(Exercise goal)
From the listing below, pull out every line that contains the string "rise", treating uppercase and lowercase as different.

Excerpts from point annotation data
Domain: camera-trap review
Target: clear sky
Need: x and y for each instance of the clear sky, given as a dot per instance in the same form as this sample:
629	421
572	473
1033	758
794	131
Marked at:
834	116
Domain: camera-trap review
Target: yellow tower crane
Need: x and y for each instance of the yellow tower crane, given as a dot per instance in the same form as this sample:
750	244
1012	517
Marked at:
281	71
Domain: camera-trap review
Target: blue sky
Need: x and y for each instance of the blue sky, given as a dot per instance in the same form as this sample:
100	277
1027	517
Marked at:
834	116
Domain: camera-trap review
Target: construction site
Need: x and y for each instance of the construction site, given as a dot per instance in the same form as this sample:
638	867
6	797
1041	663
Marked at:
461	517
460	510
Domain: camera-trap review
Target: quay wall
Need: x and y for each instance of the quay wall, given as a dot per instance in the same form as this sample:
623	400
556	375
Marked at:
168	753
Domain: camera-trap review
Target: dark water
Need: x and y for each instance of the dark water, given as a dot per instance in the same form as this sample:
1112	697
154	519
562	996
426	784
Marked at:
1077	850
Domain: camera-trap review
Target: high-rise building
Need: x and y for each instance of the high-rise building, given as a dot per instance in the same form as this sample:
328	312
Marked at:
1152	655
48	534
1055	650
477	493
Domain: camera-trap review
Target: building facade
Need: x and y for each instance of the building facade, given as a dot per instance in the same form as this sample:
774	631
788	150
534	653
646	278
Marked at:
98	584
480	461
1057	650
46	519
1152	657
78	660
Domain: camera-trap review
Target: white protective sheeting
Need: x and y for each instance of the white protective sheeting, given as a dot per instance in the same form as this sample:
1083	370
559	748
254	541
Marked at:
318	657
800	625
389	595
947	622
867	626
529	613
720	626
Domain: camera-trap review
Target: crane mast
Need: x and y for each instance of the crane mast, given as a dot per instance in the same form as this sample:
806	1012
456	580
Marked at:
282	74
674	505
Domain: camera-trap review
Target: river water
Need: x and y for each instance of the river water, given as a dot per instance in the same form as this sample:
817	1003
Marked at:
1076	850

(Correct response)
Target: high-rise building
Need: x and y for each instance of the high-rise building, given as a dot per instance in the same form as this sample:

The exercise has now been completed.